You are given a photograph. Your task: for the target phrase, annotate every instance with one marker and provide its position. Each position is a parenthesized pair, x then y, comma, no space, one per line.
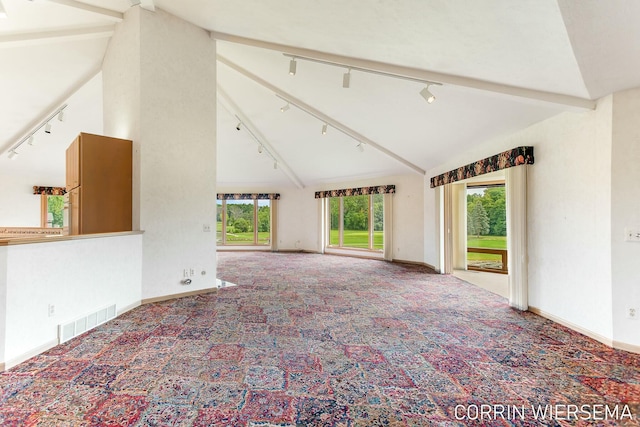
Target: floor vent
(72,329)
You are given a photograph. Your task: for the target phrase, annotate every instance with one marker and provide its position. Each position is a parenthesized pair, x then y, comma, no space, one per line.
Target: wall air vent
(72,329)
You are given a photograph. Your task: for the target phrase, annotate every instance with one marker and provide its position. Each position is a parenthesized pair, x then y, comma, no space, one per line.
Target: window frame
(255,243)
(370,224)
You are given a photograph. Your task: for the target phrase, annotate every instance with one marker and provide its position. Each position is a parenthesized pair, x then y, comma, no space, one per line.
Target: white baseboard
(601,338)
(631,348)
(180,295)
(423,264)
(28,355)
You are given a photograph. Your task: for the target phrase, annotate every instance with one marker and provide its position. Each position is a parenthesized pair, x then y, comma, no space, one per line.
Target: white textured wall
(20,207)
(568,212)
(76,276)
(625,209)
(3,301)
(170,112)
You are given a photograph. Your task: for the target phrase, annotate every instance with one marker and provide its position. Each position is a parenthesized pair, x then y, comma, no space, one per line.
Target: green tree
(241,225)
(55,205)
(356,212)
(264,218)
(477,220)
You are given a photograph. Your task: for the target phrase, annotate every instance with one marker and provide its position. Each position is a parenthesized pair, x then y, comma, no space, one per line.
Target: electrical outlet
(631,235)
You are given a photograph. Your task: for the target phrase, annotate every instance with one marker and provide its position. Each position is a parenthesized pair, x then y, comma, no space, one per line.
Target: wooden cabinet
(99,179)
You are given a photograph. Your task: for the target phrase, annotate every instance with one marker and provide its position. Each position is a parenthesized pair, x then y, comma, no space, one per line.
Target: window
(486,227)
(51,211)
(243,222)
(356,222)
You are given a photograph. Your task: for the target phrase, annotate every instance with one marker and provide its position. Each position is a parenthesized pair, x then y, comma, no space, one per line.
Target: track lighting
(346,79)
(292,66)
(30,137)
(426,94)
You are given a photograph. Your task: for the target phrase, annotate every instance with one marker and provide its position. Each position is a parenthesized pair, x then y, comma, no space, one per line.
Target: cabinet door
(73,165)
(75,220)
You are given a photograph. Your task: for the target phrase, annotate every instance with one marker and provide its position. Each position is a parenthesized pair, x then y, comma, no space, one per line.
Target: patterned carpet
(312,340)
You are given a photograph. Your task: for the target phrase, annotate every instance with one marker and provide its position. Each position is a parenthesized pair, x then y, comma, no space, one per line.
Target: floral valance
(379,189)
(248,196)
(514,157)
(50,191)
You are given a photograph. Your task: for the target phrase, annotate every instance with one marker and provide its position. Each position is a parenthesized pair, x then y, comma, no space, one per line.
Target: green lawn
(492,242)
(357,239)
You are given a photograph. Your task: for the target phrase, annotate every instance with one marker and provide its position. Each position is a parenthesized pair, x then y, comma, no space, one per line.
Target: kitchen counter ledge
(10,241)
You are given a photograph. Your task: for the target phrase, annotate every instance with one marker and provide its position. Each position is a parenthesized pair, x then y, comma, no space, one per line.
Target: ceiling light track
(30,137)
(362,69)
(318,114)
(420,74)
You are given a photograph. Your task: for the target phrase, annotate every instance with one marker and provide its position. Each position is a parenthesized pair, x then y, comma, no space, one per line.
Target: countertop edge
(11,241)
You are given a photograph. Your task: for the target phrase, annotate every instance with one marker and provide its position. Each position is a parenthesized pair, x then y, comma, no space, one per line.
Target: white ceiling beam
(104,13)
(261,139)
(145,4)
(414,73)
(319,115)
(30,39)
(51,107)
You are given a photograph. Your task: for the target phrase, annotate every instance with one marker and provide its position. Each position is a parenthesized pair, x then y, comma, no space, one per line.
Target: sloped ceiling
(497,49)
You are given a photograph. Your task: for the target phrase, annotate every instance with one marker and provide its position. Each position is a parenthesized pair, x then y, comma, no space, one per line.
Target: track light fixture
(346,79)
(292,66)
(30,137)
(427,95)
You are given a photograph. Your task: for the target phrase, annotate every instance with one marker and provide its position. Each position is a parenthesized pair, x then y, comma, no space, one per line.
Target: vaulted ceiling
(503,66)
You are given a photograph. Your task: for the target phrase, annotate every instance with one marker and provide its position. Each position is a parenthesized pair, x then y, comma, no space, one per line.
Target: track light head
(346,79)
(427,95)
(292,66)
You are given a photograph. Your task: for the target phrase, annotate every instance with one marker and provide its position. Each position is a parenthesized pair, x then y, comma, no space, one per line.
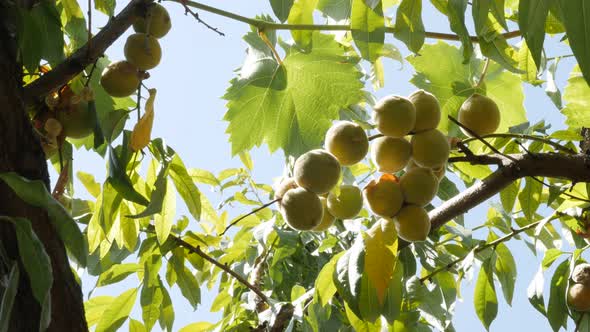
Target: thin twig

====================

** Work to be completed **
Write every record out again exactly; no pictures belong in the copy.

** Written answer **
You are given a photograph. Your task: for the target phrase, annotate every instance with one marker and provide its position. Each position is a parenthesized pair, x then y, comma, no space, one per line.
Target: floor vent
(72,329)
You are given a photograph. Your task: for the target phrase, annotate every instance with one marker and provide its position. Each position is a parenthesized pair, x then y, comma, no space, one per line.
Target: wall air vent
(72,329)
You are given a photograph. Your task: for the target phrase, annotate every instance with one marker and provide its position. Each position is a parenthesized pair, x then y, comma, no space, one per line.
Target: window frame
(255,243)
(370,224)
You are given a photograph. Your task: for the target phrase, annotate every instance with one marker and provide its position. Each position is a parenthesized pair, x then y, comma, no space, one per line.
Target: white baseboard
(601,338)
(631,348)
(180,295)
(423,264)
(28,355)
You are given a photograph. Your task: for the target phrase, annotate every instance with one marker and provide its position. Each position is a parenthesized pair, x then y, comma, no space, one per line.
Target: white textured wall
(20,207)
(568,212)
(76,276)
(625,209)
(3,301)
(170,112)
You are given a photograph. Your task: for the target phrase, annotate every instance with one marker and provide its position. Each position is a parenthesized pair, x then y, comma, no space, one per line.
Target: green tree
(241,225)
(55,205)
(356,212)
(264,218)
(477,220)
You are given a photograph. Your task: for the target phrase, annotate every instance with one marker and provide its position. Each position is a parenthesized pair, x then y, comma, no space, one per line.
Target: electrical outlet
(631,235)
You are given a photograph. Your task: for the target phrase, annotate every instance with one marker and provide its position. Each position is a parenthesized pair, x then y, comma, no space, one per line.
Target: wooden cabinet
(99,179)
You are given a photograph. Your task: for the target phrase, annotate every instance with one marker and provide its position. Each position is a parenthesized pair, x then y, comma, no space, one per line.
Target: window
(486,227)
(51,211)
(243,222)
(356,222)
You are given a photograph. Your task: for the target phrase, annotate every instance with one marker and provide its position. Each position is a parenthesized pair, x then y, comma, no space, one per line.
Target: track lighting
(346,79)
(292,66)
(30,137)
(426,94)
You are given a photograph. Your task: for the target phrase, annotate every instance with one marker and provide its position. Each position is a parenthesized pair, x then y, comma, no space, one per line.
Target: cabinet door
(73,165)
(75,220)
You are given a photograph. Your task: for the target phrase, annotate every instance with one marker and provide its position. Each position is a parenthesized pair, x then y, comma, no space, one per line.
Target: patterned carpet
(312,340)
You are given a photograph. Your task: for the target phrase, annotate every instance with one marker and provide its position. Each position is a parenthesized pair, x then y, comma, no space, one per line.
Target: floral valance
(379,189)
(248,196)
(514,157)
(50,191)
You are given a photograph. Your task: for the target phrase, annotate every instance with one marker and provide its position. Each position is a parenthesized pair, x then y, comma, no space, one per line.
Target: green lawn
(492,242)
(357,239)
You are given a photograph. Your task: for the target phrase, annotate every instance with one marker and provide its position. Each position is a parenthesized pair, x then y, comma, no space, one per line.
Target: kitchen counter ledge
(10,241)
You are given a photograph. Your task: for the target phrase, annotate every instance with one marker and provide its position. Each position is a parenthesized pair, x then y, comma, no space, one per line.
Target: ceiling light track
(30,137)
(362,69)
(318,114)
(420,74)
You are given a photograph. Your task: for the target phrase, annotate every instance with one marker and provide its position. Each position is a parenthesized pair, x then y, comma, no space, one per line.
Target: countertop edge
(11,241)
You are given a photograph. Your task: for the target phrase, annotate every instance with one marker and provide its position. Each position is a parenthesized pair, x then y, comma, no space, one per line.
Target: white ceiling beam
(104,13)
(261,139)
(145,4)
(414,73)
(319,115)
(30,39)
(51,107)
You are given a photograph. Your task: for the target phrase, annotate every instance with one marker and provide its position. Each position is a parenthesized pair, x then y, comma, no space, one per line.
Target: sloped ceiling
(497,49)
You are given a photograph. Your task: for the target phrase, annotate every instance with one marker and provide its position. Each position is a parenthesized pair, x then y, comma, no space, one per line.
Target: track light fixture
(346,79)
(292,66)
(30,137)
(427,95)
You are given a photograph. Your task: for the target phrase, annotate every instance with one marker and provide its position. Each position is a parenthesized pair, x then y, comma, no space, one per line.
Target: vaulted ceiling
(503,66)
You are given a photograph. Your task: for the target phrase, annotate every instance with one marker and provide its position. Each position is a parenthesized pair, x then y, comma, no space, one per line.
Target: track light head
(346,79)
(427,95)
(292,66)
You are given a photograph. Your task: for the target phrase, annotate every instance with one marker and provide its position. Each position is a parenthesized pair, x then y, comma, no space, one per line.
Target: thin twig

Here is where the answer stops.